Supplied text:
------------------------------------------------------------------------
Experimental online (chromatographs) and offline (UHPLC analysis) data were imported to the software, and model parameters were estimated. The software uses an inverse peak-fitting method to estimate unknown model parameters. The simulated chromatographs with the found parameter set overlapped well with the experimental chromatographs for calibration. Peak retention of the simulated elution peaks generally coincides well with that of the experimental elution peaks (Figure 3). Table 3 lists estimated values for the model parameters.

Figure 3: Chromatograms obtained from the GoSilico software model calibration; (a–c) linear gradient elution runs at low loading condition with 30 CV, 40 CV, and 50 CV gradient length, respectively; (d) step elution; (e) 40 CV linear gradient elution at overloaded condition. The dashed blue lines refer to experimental UV214 absorbance. The solid blue lines refer to simulated UV214 absorbance. The black lines refer to conductivity.

Model Validation
We perforemd calidation runs to evaluate the accuracy of the calibrated mechanistic model. The study included isocratic elution experiments at different loading conditions, including one at an intermediate load density of 17 g/L resin and one at high load density of 26 g/L resin. Loading material had a lower ionic strength in the validation runs than in the calibration experiments, most likely because of the variability of AmS stock solution used for sample conditioning. Thus, we adjusted AmS concentration in the feed material of the simulation to correct for ionic strength.

Figures 4a and 4b compare simulated and experimental chromatographs and show results for yield and purity. Results indicate that the in silico model was able to predict the target yield and purity within 5%, which is within the variability of UHPLC analytical assay (also 5%). For the high load experiment, the model was able to correctly predict the point of target breakthrough.
------------------------------------------------------------------------
(Stored data entries)
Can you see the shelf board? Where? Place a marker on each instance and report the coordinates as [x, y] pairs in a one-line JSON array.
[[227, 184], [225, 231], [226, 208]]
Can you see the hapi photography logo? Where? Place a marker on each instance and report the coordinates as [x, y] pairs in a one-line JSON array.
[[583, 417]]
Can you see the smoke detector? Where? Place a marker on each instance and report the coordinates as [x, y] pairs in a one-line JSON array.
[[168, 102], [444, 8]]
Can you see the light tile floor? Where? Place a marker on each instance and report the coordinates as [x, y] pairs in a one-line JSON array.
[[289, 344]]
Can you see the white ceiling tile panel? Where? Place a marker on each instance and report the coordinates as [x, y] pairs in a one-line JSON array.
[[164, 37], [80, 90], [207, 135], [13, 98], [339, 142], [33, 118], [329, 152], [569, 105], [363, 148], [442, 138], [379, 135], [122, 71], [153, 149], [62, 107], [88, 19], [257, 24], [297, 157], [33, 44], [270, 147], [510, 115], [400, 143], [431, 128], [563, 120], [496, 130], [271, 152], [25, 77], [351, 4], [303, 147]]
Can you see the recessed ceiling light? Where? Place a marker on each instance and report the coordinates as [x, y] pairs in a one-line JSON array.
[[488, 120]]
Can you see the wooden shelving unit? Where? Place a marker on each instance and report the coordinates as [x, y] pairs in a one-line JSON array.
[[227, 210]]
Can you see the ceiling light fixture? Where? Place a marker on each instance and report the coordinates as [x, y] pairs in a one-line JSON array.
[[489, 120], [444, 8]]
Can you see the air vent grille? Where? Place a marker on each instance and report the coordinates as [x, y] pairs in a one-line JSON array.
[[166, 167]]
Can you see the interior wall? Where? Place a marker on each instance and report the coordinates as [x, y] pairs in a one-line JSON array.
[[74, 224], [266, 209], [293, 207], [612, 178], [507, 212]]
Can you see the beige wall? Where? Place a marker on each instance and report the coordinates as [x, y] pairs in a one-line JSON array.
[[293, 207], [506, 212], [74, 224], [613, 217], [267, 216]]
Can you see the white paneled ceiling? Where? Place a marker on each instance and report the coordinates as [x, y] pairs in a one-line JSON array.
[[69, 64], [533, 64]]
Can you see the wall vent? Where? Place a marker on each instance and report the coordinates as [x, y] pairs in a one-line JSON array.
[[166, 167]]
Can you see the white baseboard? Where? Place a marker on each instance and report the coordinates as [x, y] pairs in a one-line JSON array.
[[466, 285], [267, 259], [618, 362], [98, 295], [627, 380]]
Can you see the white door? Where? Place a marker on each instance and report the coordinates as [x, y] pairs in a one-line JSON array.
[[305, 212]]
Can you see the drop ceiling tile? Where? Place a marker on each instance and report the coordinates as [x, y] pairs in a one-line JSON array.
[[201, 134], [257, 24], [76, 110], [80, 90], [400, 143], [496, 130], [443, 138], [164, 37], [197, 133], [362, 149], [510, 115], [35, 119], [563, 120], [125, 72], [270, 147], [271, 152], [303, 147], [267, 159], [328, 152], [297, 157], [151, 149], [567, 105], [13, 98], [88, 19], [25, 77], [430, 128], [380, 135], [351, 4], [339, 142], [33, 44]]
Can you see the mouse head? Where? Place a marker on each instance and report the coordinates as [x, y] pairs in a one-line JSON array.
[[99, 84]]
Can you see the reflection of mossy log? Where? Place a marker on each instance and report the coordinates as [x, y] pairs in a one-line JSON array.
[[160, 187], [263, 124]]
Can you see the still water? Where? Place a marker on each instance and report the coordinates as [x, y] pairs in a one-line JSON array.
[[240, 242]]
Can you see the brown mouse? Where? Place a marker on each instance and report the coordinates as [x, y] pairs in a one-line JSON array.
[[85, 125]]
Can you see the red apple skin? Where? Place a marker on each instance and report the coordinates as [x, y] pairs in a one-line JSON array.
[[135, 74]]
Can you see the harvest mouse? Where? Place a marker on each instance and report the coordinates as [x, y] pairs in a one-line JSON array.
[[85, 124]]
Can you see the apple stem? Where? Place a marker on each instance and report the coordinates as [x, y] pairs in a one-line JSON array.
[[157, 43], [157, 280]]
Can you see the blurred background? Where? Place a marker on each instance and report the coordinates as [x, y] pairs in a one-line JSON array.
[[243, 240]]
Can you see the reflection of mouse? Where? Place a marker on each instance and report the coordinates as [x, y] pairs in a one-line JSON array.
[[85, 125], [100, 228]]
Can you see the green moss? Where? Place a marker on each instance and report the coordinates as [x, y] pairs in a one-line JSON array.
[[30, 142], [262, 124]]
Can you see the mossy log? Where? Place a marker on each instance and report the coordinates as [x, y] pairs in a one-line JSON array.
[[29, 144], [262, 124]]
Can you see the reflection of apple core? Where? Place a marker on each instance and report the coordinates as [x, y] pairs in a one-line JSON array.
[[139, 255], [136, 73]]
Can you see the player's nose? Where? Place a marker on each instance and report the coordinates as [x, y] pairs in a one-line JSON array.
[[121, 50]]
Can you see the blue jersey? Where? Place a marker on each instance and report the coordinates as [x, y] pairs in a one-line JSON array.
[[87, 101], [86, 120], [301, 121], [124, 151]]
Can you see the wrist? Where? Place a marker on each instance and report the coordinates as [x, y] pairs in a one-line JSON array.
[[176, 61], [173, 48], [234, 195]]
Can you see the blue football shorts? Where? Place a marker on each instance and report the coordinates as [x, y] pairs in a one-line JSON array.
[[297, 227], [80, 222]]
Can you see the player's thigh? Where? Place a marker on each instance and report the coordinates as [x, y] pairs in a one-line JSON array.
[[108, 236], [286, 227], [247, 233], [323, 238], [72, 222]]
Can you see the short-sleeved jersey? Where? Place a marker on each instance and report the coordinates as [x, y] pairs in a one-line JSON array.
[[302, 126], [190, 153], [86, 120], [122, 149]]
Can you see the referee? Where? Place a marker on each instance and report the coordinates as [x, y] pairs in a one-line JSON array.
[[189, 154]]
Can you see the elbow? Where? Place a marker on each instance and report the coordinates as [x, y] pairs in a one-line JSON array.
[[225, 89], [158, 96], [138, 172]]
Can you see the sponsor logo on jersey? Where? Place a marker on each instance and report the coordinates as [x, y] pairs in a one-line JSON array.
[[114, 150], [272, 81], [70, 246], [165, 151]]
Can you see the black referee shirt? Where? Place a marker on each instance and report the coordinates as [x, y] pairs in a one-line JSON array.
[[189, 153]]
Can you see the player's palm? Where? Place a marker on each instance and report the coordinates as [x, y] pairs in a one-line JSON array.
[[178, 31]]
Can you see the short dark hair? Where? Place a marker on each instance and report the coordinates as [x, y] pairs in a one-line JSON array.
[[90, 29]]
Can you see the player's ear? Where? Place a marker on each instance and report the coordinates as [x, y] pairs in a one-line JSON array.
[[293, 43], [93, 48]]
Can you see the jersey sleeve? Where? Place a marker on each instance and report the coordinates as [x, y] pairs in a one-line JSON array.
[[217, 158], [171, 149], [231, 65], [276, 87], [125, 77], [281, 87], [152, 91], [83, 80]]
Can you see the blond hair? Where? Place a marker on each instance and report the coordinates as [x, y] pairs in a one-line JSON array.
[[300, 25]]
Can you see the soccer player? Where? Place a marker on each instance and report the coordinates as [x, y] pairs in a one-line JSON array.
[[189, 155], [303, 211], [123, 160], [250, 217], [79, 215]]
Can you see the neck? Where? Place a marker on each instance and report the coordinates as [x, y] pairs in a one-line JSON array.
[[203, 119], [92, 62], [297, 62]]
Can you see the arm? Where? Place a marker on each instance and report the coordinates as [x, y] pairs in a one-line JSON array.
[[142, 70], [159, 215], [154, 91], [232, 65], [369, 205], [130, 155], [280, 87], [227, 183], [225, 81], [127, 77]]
------------------------------------------------------------------------
Task requirements: According to the chromatography model text, what load density was used for the high-load validation run? Use only the chromatography model text for what comes next, not the records.

Answer space: 26 g/L resin.